→ EXTRACT TO READ:

* * *

Pets: Q&A with Dr. Nick Trout

Angell Animal Medical Center surgeon Nick Trout talks about his new dog-centered book, Love Is the Best Medicine.

0212-pets5r1

We catch up with the Boston vet and bestselling author as his latest work, Love Is the Best Medicine, hits bookstores in March.

A staff surgeon at Angell Animal Medical Center in Jamaica Plain for more than a decade, Nick Trout launched his writing career with the 2008 memoir Tell Me Where It Hurts: A Day of Humor, Healing, and Hope in My Life as an Animal Surgeon. Now he returns with Love Is the Best Medicine, which centers on two dogs — Helen, a cocker spaniel mix who is rescued from the streets only to face a devastating prognosis, and miniature pincher Cleo, whose fairly routine surgery takes an unthinkable turn — and how these animals and their owners touched Trout’s life.

After finishing Tell Me Where It Hurts, had you been planning to write another book anyway? Or did the cases of Helen and Cleo tug you back to the keyboard?

* * *

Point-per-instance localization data

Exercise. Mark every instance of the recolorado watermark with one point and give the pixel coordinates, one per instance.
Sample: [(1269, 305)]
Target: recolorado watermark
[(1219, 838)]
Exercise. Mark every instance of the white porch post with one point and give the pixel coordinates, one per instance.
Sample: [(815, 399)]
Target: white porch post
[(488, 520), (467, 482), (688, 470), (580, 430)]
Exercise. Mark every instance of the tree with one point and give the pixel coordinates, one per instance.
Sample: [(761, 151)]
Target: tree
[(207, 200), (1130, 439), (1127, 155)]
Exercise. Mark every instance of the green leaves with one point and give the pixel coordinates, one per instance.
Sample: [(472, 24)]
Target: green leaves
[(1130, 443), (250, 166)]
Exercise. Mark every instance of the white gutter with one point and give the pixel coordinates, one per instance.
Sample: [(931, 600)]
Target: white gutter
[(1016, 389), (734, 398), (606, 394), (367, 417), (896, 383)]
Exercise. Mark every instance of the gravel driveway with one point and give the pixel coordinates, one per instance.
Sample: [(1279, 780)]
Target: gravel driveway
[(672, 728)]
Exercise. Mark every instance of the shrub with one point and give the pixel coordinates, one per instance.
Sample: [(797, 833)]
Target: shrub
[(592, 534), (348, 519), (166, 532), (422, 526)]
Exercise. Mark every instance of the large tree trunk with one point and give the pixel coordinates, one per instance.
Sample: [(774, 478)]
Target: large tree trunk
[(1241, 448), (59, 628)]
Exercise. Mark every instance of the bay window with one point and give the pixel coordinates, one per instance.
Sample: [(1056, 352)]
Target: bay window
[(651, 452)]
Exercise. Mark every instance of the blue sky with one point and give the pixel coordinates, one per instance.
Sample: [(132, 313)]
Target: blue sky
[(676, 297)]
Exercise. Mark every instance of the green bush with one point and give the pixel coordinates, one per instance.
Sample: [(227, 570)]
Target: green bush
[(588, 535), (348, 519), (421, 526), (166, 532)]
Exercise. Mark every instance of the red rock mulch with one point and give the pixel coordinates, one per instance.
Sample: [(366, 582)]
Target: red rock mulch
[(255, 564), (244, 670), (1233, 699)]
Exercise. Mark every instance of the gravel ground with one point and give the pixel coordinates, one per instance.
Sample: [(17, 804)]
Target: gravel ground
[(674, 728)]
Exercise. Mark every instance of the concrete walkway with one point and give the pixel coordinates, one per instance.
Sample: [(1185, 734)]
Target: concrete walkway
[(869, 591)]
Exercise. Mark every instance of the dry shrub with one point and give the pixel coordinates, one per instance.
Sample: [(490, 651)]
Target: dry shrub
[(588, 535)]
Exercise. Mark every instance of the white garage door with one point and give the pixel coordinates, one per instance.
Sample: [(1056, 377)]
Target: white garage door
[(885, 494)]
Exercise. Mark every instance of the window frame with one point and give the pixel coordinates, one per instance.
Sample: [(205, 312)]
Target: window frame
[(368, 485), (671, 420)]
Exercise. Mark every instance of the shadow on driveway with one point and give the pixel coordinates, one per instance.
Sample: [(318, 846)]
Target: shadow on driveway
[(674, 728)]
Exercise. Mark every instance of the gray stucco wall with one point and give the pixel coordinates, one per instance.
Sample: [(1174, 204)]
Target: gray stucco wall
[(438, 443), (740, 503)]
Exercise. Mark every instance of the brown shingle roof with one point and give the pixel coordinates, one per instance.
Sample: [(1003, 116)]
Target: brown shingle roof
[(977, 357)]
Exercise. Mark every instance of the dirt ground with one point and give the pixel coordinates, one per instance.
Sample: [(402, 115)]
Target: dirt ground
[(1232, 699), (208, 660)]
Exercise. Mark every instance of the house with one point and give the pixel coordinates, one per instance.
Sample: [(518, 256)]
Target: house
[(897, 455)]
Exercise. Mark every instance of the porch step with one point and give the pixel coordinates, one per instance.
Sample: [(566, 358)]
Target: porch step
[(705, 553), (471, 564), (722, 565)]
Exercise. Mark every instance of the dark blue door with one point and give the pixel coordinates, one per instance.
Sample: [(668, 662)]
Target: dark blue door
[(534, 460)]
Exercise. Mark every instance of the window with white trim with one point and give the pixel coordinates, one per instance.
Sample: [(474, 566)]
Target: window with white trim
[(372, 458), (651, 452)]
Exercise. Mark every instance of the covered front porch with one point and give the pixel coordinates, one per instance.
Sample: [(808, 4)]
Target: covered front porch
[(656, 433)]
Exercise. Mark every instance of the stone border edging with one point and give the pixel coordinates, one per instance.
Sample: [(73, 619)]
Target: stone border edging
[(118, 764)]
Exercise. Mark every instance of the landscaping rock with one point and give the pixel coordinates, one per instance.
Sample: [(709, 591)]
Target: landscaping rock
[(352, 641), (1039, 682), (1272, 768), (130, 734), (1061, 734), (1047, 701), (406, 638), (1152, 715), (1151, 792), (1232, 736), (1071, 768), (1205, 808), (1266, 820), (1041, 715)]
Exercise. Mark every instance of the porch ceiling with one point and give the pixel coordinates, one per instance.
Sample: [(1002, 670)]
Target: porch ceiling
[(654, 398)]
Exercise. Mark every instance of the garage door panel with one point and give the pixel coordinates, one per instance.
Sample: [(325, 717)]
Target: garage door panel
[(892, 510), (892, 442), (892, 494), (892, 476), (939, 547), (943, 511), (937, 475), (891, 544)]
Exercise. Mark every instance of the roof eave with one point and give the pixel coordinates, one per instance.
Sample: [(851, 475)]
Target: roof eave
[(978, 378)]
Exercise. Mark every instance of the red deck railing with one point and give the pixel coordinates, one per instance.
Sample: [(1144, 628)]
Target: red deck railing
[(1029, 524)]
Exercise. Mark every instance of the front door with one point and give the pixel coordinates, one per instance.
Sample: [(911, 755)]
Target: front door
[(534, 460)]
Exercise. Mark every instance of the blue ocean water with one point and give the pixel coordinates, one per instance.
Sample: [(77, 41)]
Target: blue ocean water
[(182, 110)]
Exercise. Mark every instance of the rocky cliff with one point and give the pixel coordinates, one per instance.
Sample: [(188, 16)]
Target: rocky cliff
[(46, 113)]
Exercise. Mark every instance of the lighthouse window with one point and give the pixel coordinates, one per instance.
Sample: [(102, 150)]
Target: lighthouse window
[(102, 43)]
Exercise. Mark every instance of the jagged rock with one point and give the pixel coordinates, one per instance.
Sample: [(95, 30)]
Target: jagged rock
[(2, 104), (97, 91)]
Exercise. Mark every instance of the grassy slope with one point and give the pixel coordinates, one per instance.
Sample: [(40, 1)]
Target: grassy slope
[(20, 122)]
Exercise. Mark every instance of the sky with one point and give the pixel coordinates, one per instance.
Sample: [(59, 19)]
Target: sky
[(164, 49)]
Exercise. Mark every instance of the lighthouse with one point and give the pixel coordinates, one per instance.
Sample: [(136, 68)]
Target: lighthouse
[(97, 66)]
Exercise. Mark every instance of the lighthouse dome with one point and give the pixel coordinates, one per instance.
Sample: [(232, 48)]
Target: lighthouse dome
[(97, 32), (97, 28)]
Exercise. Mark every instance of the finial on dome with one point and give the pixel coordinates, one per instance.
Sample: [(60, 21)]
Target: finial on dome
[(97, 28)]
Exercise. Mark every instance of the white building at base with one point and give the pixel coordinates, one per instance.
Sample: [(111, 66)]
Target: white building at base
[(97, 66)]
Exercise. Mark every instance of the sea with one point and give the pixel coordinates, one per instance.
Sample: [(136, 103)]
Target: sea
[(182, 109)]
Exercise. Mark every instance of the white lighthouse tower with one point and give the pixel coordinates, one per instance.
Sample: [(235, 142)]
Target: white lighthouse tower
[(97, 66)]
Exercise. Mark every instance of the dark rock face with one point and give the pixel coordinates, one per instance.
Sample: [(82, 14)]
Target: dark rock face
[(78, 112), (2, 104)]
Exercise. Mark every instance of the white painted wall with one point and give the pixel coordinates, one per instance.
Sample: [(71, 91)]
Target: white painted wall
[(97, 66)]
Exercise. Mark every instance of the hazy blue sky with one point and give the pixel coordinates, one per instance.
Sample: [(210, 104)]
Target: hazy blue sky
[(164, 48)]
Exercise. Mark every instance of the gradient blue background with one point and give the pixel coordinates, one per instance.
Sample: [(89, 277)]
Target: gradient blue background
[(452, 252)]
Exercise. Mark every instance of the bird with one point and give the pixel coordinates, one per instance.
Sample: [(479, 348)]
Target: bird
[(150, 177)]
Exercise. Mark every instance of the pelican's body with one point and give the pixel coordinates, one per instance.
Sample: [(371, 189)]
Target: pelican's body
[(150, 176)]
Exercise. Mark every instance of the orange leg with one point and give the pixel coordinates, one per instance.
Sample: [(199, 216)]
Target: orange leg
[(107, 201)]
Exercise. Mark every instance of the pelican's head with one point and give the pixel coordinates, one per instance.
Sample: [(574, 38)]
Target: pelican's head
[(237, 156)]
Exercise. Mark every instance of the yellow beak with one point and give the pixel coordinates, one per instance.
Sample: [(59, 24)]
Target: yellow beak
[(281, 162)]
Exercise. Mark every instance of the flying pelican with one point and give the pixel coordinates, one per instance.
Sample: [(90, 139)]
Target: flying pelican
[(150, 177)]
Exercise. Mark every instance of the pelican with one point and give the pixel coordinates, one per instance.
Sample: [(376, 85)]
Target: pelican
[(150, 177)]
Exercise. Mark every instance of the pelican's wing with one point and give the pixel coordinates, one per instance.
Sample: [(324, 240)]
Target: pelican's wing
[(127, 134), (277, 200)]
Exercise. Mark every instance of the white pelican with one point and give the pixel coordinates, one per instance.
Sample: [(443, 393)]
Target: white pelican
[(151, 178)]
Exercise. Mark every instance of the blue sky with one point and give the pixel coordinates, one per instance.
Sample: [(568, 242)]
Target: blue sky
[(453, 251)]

* * *

→ WORK INSTRUCTION:
Echo the part of the interview with Dr. Nick Trout starting with "Pets: Q&A with" and going on through "bookstores in March.". These rows have no connection to the Q&A with Dr. Nick Trout.

→ RESULT:
Pets: Q&A with Dr. Nick Trout

Angell Animal Medical Center surgeon Nick Trout talks about his new dog-centered book, Love Is the Best Medicine.

0212-pets5r1

We catch up with the Boston vet and bestselling author as his latest work, Love Is the Best Medicine, hits bookstores in March.